◆ Challenge:
Reproduce only the items starting with the line that contains "Reviewer note: every instance of the blonde" and going on through the line that contains "334], [1312, 323]]", substituting "woman with blonde hair" for "blonde woman" and keeping everything else unchanged.

◆ Records shown:

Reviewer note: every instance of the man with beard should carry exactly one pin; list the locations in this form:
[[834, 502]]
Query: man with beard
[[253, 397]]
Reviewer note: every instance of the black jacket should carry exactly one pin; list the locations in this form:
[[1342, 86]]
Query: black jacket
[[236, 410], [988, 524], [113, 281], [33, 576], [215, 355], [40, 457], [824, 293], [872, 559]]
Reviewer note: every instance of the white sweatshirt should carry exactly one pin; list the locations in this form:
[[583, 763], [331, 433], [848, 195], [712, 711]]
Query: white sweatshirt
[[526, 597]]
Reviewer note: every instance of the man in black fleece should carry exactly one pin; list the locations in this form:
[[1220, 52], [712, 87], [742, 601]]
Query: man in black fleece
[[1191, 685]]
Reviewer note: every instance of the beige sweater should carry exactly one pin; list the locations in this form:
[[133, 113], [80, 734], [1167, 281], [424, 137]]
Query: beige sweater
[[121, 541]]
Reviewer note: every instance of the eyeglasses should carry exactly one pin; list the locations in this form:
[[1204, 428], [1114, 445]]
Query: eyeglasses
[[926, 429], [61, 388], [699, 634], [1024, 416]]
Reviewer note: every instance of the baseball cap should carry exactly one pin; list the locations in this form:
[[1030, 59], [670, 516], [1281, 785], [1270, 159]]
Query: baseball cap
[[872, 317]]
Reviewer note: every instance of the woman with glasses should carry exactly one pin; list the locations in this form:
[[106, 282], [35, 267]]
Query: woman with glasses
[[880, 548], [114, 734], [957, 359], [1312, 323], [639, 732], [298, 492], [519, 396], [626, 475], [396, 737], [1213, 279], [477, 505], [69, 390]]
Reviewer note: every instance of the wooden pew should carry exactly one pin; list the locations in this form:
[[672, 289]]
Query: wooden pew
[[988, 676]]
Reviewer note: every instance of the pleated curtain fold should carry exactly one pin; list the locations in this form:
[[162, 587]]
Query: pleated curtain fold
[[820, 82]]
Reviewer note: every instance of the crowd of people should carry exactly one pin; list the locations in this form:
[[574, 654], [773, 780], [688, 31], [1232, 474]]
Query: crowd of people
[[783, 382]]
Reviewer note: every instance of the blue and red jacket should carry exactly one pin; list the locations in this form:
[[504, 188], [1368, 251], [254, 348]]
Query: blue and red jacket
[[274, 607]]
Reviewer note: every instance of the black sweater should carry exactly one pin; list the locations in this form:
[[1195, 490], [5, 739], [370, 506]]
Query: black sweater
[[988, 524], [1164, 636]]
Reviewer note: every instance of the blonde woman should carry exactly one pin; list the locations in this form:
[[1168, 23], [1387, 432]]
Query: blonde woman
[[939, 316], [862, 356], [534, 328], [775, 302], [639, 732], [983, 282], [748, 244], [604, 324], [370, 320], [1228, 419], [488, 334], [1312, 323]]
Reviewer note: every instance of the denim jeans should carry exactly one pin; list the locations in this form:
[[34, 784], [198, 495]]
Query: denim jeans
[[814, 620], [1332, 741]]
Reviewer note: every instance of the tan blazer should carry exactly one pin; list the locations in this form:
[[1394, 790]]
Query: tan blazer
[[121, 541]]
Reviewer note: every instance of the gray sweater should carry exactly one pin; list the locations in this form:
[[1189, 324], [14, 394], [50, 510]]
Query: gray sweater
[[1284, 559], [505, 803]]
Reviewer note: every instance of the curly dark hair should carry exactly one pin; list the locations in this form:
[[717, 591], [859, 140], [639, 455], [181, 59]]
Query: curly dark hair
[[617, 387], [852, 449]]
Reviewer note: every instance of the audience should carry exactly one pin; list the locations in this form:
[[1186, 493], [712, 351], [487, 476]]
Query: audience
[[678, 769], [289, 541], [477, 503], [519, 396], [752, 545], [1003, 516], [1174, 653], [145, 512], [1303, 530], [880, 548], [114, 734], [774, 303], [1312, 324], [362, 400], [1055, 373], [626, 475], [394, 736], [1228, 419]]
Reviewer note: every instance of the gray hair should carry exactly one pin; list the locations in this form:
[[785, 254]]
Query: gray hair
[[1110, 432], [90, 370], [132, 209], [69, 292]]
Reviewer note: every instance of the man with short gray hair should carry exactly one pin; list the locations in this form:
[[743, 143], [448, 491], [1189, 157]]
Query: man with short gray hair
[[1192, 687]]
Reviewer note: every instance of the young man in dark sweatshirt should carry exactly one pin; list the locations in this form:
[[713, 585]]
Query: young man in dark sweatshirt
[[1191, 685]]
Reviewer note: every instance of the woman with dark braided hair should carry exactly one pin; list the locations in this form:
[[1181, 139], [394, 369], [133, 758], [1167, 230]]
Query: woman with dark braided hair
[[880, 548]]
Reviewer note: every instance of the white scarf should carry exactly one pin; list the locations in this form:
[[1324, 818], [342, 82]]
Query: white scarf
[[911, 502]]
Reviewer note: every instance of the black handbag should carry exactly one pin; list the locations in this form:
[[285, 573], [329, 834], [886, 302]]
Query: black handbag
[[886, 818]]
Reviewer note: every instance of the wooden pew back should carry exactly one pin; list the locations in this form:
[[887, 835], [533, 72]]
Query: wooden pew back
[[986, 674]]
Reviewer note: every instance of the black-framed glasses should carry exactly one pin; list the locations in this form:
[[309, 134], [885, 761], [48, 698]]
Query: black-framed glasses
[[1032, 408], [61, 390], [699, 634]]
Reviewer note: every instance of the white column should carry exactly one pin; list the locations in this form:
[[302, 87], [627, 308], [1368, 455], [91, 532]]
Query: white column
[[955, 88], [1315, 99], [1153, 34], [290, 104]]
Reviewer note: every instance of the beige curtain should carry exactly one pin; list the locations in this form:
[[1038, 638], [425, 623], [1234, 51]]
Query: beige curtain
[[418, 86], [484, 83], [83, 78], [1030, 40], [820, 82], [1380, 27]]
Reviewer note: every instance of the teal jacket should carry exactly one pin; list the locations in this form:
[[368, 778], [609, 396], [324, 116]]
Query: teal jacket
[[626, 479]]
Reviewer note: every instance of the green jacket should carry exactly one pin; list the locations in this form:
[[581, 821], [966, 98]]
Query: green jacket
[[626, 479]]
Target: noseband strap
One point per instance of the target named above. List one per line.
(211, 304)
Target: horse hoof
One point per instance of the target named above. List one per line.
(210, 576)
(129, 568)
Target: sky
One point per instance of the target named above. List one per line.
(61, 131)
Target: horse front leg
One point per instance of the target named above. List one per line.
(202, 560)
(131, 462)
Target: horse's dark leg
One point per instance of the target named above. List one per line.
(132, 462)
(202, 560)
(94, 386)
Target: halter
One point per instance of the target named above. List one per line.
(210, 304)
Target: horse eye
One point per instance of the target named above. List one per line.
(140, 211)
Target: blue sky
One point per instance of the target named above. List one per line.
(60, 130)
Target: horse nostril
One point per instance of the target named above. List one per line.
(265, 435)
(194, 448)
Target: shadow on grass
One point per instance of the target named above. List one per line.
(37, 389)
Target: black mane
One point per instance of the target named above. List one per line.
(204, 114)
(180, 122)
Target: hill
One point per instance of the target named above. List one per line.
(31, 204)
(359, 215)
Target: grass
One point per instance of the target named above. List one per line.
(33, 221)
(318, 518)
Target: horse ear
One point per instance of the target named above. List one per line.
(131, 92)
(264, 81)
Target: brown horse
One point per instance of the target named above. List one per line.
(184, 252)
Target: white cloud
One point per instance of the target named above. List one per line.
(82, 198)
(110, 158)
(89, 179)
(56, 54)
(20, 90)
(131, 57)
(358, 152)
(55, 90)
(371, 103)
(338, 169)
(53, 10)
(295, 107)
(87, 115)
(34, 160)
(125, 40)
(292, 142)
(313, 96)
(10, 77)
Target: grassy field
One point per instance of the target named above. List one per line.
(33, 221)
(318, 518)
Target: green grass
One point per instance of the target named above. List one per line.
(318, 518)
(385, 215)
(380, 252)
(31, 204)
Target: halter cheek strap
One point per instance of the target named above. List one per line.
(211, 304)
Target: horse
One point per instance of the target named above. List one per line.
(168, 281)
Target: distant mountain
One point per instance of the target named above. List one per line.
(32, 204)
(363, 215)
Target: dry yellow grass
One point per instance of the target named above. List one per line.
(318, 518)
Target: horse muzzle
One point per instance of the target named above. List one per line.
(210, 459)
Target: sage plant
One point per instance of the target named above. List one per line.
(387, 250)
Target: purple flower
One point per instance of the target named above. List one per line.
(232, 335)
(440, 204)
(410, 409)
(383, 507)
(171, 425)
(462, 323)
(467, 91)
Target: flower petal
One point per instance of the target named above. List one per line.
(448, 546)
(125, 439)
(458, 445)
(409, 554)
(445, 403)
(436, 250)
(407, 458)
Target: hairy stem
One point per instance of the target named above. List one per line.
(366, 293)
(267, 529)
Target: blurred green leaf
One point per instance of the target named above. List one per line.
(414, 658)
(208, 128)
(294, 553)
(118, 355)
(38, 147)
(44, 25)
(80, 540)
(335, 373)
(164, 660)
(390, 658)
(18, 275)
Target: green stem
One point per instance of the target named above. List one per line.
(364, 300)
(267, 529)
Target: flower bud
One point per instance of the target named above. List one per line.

◆ Response to this task:
Reviewer note: every instance of the woman with blonde hair should carry exactly one pin; list the locations in this form:
[[1168, 23], [1387, 432]]
Query: woman with blonde hair
[[939, 316], [862, 356], [534, 328], [775, 302], [639, 732], [983, 282], [748, 244], [604, 324], [370, 320], [1228, 419], [488, 334], [1312, 323]]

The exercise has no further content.